(begin)
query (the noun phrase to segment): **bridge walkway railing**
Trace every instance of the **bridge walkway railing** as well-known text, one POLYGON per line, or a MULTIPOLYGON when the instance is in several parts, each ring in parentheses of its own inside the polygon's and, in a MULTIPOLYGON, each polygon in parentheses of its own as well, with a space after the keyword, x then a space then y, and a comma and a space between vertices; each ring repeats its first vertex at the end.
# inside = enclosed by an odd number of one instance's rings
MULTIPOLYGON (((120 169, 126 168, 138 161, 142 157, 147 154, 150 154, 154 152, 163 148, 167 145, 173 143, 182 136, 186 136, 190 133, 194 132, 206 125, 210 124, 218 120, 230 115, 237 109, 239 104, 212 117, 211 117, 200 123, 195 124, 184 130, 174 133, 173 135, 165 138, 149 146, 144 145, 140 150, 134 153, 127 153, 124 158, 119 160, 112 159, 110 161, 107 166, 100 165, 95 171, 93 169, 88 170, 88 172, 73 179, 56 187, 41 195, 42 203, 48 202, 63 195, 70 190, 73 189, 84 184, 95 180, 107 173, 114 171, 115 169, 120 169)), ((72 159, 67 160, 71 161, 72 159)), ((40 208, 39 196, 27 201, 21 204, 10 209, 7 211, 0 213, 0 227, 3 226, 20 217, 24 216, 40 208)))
(end)
(begin)
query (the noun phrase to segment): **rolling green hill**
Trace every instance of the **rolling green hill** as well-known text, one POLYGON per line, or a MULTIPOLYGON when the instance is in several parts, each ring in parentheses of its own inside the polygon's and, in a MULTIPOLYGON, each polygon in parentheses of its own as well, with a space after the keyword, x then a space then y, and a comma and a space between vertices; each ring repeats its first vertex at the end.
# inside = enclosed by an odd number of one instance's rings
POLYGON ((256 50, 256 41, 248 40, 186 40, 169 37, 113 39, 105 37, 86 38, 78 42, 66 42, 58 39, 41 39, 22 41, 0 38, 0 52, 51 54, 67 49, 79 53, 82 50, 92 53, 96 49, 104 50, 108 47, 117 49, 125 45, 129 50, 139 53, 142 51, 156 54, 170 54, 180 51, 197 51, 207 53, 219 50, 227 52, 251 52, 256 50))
(end)
(begin)
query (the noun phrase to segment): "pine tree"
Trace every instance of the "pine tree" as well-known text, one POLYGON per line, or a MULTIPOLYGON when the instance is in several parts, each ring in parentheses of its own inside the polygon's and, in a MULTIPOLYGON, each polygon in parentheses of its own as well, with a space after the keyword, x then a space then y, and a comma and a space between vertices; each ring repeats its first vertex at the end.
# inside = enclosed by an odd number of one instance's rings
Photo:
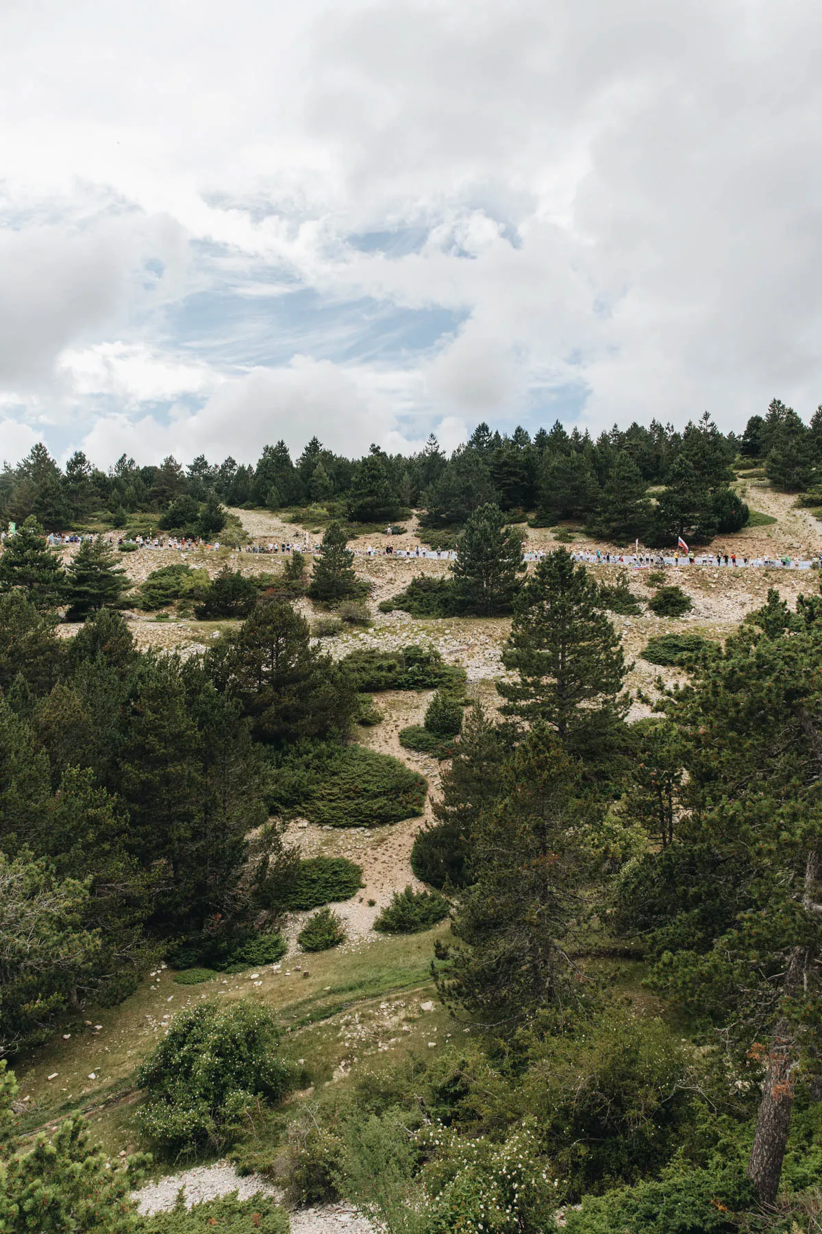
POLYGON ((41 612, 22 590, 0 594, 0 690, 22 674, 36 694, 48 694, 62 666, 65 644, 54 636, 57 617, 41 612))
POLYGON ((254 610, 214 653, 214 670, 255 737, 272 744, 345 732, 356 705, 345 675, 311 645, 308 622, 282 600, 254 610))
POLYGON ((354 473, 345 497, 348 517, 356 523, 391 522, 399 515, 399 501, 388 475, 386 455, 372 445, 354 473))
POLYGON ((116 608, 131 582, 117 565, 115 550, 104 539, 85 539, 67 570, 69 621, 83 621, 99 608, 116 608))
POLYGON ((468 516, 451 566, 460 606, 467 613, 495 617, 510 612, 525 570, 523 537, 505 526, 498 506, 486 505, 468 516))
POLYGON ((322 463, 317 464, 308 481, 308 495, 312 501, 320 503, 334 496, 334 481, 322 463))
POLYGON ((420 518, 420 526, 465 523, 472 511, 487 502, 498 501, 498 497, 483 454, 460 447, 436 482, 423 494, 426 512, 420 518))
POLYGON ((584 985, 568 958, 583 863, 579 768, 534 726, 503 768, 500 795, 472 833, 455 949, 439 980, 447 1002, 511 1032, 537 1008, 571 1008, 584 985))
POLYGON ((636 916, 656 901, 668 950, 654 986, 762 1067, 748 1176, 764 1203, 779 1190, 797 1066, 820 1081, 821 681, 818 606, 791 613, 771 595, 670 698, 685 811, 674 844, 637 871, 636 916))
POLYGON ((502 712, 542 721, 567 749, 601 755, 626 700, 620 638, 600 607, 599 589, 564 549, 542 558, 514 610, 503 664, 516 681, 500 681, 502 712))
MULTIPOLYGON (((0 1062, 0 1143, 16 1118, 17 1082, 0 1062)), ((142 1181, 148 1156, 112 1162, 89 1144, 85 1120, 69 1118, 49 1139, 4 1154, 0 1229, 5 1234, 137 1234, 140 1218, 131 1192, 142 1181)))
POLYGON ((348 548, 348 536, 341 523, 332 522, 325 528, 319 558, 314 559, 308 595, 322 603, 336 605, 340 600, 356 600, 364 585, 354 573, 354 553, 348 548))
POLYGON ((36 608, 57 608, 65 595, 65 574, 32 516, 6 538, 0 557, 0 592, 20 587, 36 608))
(end)
Begin at the line that has "query (the noun phrase to segment): **bridge" and stop after the line that has "MULTIPOLYGON (((120 169, 126". Write out each of those lines of the records in full, shifting every polygon coordinate by -71, and give nothing else.

query (the noun phrase to segment): **bridge walkway railing**
Trace every instance of the **bridge walkway railing** as well-known text, one POLYGON per line, or a MULTIPOLYGON when the instance is in several parts, each ring in parentheses of its own inside the polygon's and, in a MULTIPOLYGON, each polygon in parentheses of its own as well, with a space after the keyword, x then a space then y, and a comma and a space between vertices; each ring repeats its first vertex at the end.
# inside = enclosed by an odd number of one instance's rings
MULTIPOLYGON (((49 98, 55 97, 67 90, 71 86, 76 83, 79 83, 83 81, 92 77, 96 74, 102 72, 111 65, 115 65, 119 62, 123 61, 135 54, 139 53, 147 49, 159 44, 166 38, 168 33, 141 46, 140 46, 129 52, 124 53, 113 59, 103 62, 102 64, 94 67, 78 75, 73 74, 69 79, 63 82, 56 82, 53 87, 48 89, 41 88, 39 90, 36 95, 29 94, 24 100, 22 98, 17 99, 17 101, 2 108, -15 116, -30 124, -29 132, -23 131, -8 124, -1 119, 2 118, 13 113, 24 109, 36 102, 43 100, 44 98, 49 98)), ((1 88, -4 89, 0 90, 1 88)), ((-31 137, -32 125, -44 130, -50 133, -61 138, -64 140, -71 142, -71 156, -68 155, -51 146, -47 145, -31 137)))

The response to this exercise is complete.